Challenge:
From the records below, pull out every line that contains the word "yacht" and copy each one in full.

Provided data:

#####

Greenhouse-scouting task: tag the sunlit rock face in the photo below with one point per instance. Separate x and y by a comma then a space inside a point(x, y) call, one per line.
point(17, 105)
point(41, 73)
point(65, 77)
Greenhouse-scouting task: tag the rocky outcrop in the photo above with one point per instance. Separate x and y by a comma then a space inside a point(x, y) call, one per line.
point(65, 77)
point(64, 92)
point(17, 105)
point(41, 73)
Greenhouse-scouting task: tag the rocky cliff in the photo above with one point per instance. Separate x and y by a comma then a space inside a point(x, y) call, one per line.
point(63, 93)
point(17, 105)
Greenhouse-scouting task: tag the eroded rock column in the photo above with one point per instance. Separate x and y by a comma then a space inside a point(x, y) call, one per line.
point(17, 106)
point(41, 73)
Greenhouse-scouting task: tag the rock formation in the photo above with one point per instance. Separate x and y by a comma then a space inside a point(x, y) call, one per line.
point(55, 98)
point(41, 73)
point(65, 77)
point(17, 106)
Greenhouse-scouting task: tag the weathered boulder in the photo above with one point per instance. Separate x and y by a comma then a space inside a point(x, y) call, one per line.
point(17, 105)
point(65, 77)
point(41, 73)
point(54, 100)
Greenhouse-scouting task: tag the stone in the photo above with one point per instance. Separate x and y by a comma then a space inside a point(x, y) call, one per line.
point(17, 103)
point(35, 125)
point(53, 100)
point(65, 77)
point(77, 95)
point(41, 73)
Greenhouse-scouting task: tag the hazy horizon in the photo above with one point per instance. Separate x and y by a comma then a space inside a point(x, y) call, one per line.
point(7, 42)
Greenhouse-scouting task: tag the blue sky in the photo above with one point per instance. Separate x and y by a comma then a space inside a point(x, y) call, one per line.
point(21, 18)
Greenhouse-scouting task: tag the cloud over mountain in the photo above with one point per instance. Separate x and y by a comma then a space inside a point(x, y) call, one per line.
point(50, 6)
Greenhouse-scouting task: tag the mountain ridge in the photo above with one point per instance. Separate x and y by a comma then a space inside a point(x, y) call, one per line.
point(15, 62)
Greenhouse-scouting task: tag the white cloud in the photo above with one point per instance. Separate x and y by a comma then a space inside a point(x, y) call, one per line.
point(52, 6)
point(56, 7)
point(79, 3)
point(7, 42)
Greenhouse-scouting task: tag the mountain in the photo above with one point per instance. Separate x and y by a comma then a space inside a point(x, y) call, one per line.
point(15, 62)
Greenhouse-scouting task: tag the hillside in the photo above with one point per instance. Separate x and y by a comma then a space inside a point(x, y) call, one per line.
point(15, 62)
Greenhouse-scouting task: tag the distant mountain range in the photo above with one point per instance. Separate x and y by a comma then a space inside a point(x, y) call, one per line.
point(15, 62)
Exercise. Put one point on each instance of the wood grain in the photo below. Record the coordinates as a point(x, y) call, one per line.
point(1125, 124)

#####

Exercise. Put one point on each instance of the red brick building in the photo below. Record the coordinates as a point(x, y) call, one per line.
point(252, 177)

#####

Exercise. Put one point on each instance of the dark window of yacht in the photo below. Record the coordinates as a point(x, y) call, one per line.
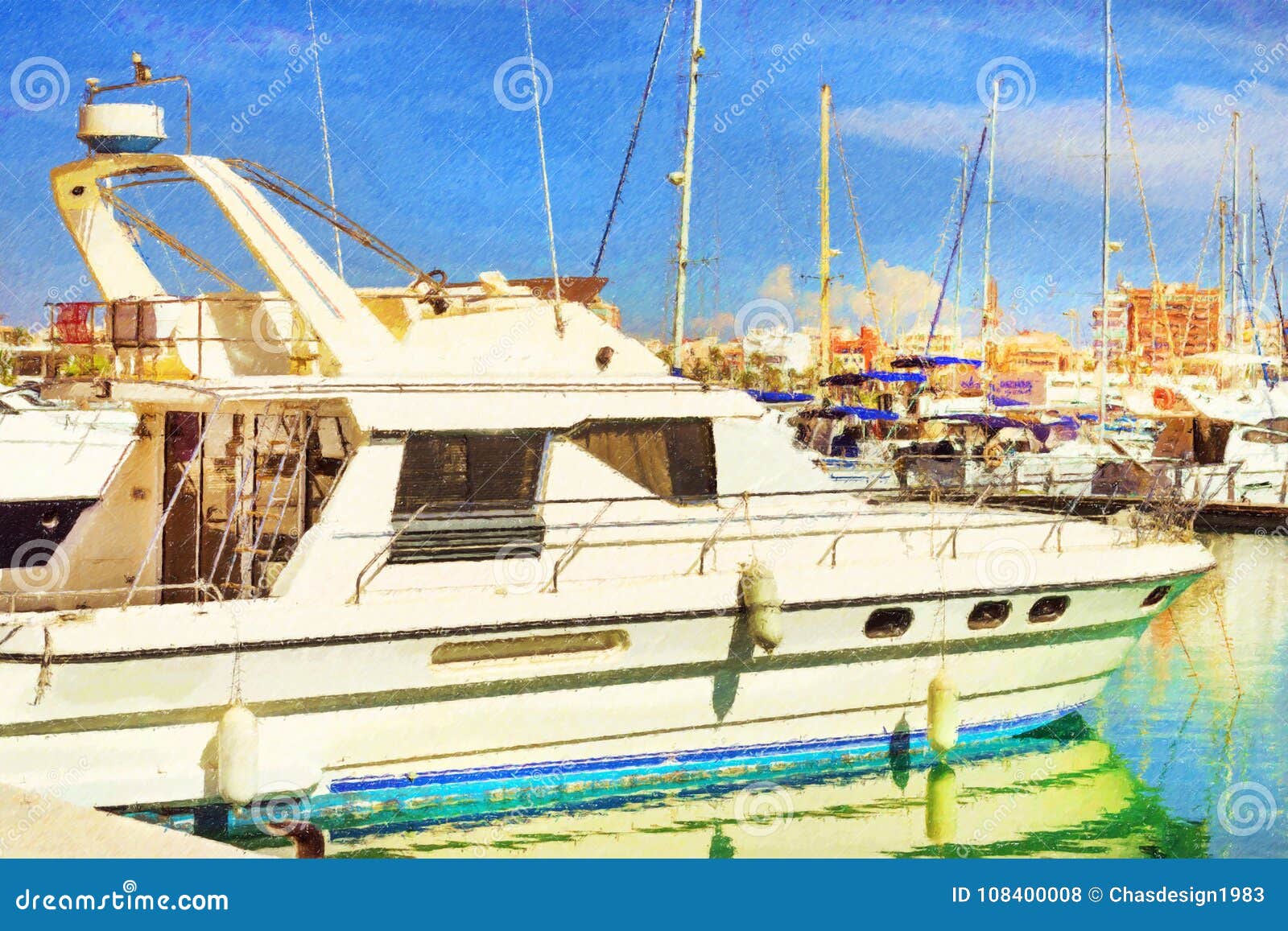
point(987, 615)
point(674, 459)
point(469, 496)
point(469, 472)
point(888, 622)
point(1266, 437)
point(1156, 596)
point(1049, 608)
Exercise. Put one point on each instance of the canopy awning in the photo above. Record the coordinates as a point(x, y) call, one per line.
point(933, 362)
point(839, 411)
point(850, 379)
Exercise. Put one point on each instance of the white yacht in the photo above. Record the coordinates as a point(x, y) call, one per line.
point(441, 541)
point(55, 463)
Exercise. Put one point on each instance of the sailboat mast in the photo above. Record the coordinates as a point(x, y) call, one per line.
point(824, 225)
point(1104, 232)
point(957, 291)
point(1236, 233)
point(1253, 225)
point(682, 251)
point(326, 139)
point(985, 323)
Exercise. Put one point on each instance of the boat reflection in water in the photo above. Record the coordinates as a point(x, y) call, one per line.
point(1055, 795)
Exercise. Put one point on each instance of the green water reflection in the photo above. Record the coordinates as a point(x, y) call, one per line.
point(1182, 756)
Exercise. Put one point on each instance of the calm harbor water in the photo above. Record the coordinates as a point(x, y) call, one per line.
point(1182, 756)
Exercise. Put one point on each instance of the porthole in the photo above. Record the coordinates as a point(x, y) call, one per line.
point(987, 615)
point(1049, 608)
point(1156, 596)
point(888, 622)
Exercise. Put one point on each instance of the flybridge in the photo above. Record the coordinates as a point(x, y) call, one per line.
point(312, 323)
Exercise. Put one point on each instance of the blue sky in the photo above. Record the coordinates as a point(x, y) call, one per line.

#####

Finished answer:
Exercise. Put one point on each instance of the dark window of yacht in the photo below. Record the coordinates as a point(x, y) call, one per line.
Exercise. Put one point on each instance of the white yacht in the photo above. Record the coordinates as a point(x, y) call, one per line.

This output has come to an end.